**Exercise brief:**
Reproduce all of the data exactly, with no line skipped.

**Provided entries:**

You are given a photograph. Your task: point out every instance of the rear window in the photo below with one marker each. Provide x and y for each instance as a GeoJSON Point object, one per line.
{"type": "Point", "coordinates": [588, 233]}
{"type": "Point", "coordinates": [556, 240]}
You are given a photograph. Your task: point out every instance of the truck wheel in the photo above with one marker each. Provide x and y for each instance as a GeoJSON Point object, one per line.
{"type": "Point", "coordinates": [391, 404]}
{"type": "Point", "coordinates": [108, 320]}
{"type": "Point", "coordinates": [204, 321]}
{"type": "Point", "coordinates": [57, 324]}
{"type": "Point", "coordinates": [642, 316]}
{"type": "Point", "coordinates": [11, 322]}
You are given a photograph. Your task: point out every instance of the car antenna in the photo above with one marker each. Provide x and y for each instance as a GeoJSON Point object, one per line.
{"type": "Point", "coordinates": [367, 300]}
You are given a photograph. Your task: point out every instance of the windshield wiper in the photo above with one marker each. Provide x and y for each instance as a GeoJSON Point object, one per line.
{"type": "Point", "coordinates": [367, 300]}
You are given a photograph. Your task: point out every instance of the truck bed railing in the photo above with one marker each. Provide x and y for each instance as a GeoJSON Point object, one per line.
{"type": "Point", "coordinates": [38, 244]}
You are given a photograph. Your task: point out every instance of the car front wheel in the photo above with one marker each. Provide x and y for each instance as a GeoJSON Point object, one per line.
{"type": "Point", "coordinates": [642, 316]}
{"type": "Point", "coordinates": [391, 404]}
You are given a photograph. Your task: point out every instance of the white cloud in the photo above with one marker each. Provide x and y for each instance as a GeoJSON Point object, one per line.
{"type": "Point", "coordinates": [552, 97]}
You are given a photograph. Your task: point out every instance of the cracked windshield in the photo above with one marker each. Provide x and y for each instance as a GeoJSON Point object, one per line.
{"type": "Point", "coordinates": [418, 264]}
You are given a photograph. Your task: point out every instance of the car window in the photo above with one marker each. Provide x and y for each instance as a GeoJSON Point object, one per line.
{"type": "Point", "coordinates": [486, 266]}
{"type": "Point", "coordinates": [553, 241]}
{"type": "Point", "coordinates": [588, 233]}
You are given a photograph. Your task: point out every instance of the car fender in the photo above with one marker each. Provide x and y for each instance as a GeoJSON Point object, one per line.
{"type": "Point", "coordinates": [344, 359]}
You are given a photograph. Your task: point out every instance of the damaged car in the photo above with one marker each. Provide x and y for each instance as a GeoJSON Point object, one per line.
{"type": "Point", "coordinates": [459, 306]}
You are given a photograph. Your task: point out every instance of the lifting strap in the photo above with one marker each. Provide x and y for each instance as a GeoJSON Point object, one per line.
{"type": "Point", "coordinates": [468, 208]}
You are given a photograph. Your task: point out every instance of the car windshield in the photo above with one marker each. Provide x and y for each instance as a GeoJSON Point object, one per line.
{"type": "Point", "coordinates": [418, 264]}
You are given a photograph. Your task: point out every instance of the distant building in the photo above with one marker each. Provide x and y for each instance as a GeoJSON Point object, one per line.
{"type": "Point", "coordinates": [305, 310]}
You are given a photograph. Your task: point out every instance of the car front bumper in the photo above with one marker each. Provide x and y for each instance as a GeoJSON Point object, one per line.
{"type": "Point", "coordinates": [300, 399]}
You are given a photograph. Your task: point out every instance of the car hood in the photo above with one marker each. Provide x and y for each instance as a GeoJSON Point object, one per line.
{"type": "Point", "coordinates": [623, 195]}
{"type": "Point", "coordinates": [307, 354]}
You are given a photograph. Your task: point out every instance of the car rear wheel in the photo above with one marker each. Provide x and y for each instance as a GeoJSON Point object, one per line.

**The response:**
You are given a photograph. Your task: point out every instance of the rear window in the photo below with one marker each. Provide x and y for each instance as a GeoJSON Point object, one per line.
{"type": "Point", "coordinates": [588, 233]}
{"type": "Point", "coordinates": [556, 240]}
You are given a photograph. Your task: point out every instance of the truck wheel in the photo above with one marker each. Provide x and y for each instance as a GeoJSON Point object, one per line.
{"type": "Point", "coordinates": [391, 404]}
{"type": "Point", "coordinates": [108, 320]}
{"type": "Point", "coordinates": [204, 321]}
{"type": "Point", "coordinates": [57, 324]}
{"type": "Point", "coordinates": [642, 316]}
{"type": "Point", "coordinates": [11, 322]}
You are given a photograph. Your task: point out every instance of the car antenna in the photo above with one marker each. Provide x and y for each instance as a GeoJSON Point object, one per line.
{"type": "Point", "coordinates": [367, 300]}
You are given a photograph. Your task: point out every instance of the windshield wiper in the photo above with one marker each. Provide x and y for each instance as a GeoJSON Point object, one per line.
{"type": "Point", "coordinates": [367, 300]}
You are given a photograph. Your task: point out every instance of the truck bed railing in the photo above with one marker each. Provide x and y for each instance as a GeoJSON Point object, one per line.
{"type": "Point", "coordinates": [38, 244]}
You are given a photograph. Your task: point out every instance of the car front wheel in the photo above with one marker each. Provide x and y for each instance as a GeoJSON Point object, one per line.
{"type": "Point", "coordinates": [642, 316]}
{"type": "Point", "coordinates": [391, 404]}
You are given a photograph. Your task: point out every instance of the white cloud in the photo above with one marker each. Provide x and y for each instance as a GeoJSON Point object, one per line.
{"type": "Point", "coordinates": [552, 97]}
You are given a photograph. Your task: point out every instance of the cracked windshield in the photo above with one marker each. Provide x and y for each instance as a GeoJSON Point object, one per line.
{"type": "Point", "coordinates": [418, 264]}
You are given a photograph. Your task: point out every instance of the car window in the photo above with one marker each. Provide x and y for each instance as a GeoJSON Point object, one per line.
{"type": "Point", "coordinates": [486, 266]}
{"type": "Point", "coordinates": [553, 241]}
{"type": "Point", "coordinates": [588, 233]}
You are given a photograph. Your task: point out every instance of the car fender in the photo above with one marker each. Provide x and y for each instance as a GeoJSON Point object, one per line.
{"type": "Point", "coordinates": [344, 359]}
You are given a photograph. Your task: point out every instance of the damaged car in the photo above with one marker each. Provide x and y for each instance as a GeoJSON Point object, one per line.
{"type": "Point", "coordinates": [459, 306]}
You are given a photograph. Your task: point out every instance of the lifting strap in the photo above with one marker each. Provide x and y for each instance as a GeoJSON Point object, one per line.
{"type": "Point", "coordinates": [468, 208]}
You are given a photograph. Your task: point out every instance of the car windshield in the photo above with one marker each. Provide x and y for each instance as a GeoJSON Point object, one per line.
{"type": "Point", "coordinates": [418, 264]}
You are given a photograph. Your task: point out every instance of the distant building in the photo above with one marker each. Provide x and y for each instance as a GeoJSON Point object, one per line.
{"type": "Point", "coordinates": [305, 310]}
You are given a photograph. Your task: point out every instance of the car front bumper in the photo above with one marker each. Provide x and y for each instance as a GeoJSON Point object, one per line.
{"type": "Point", "coordinates": [300, 399]}
You are given a photograph. Your task: point out every instance of the car hood in the photo above with one marker each. Provide x and y for each instance as a GeoJSON Point object, one per line.
{"type": "Point", "coordinates": [623, 195]}
{"type": "Point", "coordinates": [307, 354]}
You are given a photograph. Your task: point out every instance of the car rear wheel in the photo above with one marker each. Provide x and y for each instance as a GeoJSON Point object, one per line.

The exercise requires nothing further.